═══ Records provided
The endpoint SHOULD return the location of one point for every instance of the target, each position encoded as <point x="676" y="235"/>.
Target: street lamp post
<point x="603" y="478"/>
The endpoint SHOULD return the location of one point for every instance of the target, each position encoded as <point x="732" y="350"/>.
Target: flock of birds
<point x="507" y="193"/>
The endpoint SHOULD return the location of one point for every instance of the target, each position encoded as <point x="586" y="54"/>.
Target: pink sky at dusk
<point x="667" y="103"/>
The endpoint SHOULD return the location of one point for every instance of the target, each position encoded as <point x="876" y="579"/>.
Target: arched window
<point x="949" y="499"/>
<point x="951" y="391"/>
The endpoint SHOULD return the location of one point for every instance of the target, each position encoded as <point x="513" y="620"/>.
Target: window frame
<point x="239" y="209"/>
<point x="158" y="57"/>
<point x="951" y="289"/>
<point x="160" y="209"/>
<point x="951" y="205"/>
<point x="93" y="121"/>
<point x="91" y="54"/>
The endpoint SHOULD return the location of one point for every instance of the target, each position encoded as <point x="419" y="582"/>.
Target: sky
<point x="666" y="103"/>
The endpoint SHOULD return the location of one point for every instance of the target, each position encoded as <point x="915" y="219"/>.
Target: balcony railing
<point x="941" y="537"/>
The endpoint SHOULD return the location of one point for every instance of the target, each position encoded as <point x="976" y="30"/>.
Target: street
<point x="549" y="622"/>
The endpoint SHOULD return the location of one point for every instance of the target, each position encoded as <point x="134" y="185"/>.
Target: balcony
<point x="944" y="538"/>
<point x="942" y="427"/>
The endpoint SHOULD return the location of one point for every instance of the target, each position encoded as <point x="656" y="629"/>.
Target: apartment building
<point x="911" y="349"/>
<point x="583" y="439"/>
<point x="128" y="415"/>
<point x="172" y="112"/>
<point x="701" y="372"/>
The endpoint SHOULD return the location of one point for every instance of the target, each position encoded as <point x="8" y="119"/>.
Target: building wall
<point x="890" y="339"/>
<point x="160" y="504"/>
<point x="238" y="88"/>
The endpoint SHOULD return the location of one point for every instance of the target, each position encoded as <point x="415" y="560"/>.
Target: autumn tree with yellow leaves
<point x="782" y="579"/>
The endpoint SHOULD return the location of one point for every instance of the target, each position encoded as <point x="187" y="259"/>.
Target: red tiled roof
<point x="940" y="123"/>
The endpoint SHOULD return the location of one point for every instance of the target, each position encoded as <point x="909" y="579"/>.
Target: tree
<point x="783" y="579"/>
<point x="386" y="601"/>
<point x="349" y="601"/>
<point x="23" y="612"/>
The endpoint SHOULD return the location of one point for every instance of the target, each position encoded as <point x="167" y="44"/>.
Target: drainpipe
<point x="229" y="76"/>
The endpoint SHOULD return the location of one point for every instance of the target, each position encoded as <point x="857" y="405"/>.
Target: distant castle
══════
:: Assigned task ::
Give back each entry so that it matches the original word for word.

:: Exercise response ::
The endpoint SHOULD return the location of one point for every instance of the target, each position encoded as <point x="676" y="235"/>.
Target: street lamp post
<point x="603" y="478"/>
The endpoint SHOULD return the location of one point for every instance of the target, each position encoded as <point x="732" y="350"/>.
Target: flock of birds
<point x="507" y="193"/>
The endpoint SHOULD return the location of one point for every instance of the target, each position encoded as <point x="586" y="54"/>.
Target: pink sky at dusk
<point x="667" y="103"/>
The endpoint SHOULD return the location of one point for every instance of the target, each position encoded as <point x="876" y="579"/>.
Target: arched window
<point x="949" y="499"/>
<point x="951" y="391"/>
The endpoint SHOULD return the location of one point for every instance of the target, each position encoded as <point x="513" y="620"/>.
Target: window frame
<point x="239" y="209"/>
<point x="158" y="57"/>
<point x="951" y="289"/>
<point x="160" y="209"/>
<point x="951" y="205"/>
<point x="93" y="121"/>
<point x="91" y="54"/>
The endpoint SHOULD return the location of one point for every instance of the target, each position encoded as <point x="419" y="582"/>.
Target: sky
<point x="666" y="103"/>
The endpoint SHOULD return the location of one point for every instance of the target, each position encoded as <point x="915" y="219"/>.
Target: balcony railing
<point x="941" y="537"/>
The endpoint SHOULD return the location of one point for every instance of the target, each position encoded as <point x="976" y="30"/>.
Target: street
<point x="549" y="622"/>
The endpoint SHOULD return the location of one point for every instance of the target, each position encoded as <point x="134" y="185"/>.
Target: balcony
<point x="944" y="538"/>
<point x="942" y="427"/>
The endpoint SHOULD return the location of one point for every instance of the target, each position encoded as <point x="656" y="629"/>.
Target: apartment building
<point x="911" y="349"/>
<point x="583" y="439"/>
<point x="128" y="415"/>
<point x="172" y="112"/>
<point x="701" y="372"/>
The endpoint SHOULD return the location of one point for every instance of the target, each position encoded as <point x="8" y="119"/>.
Target: building wall
<point x="890" y="339"/>
<point x="160" y="504"/>
<point x="238" y="88"/>
The endpoint SHOULD return the location of one point for every instance of the target, each position encoded as <point x="415" y="560"/>.
Target: autumn tree with yellow leaves
<point x="782" y="579"/>
The endpoint SHOULD return the location of one point for every instance of the target, each position encoded as <point x="187" y="259"/>.
Target: red tiled roof
<point x="940" y="123"/>
The endpoint SHOULD return the location of one point for every instance of the target, each position encoded as <point x="909" y="579"/>.
Target: tree
<point x="783" y="579"/>
<point x="386" y="601"/>
<point x="349" y="601"/>
<point x="23" y="612"/>
The endpoint SHOULD return the location of one point for every instance of the target, each position encoded as <point x="167" y="44"/>.
Target: drainpipe
<point x="229" y="76"/>
The endpoint SHOULD return the location of one point for every instance of the target, each position encoded as <point x="857" y="405"/>.
Target: distant castle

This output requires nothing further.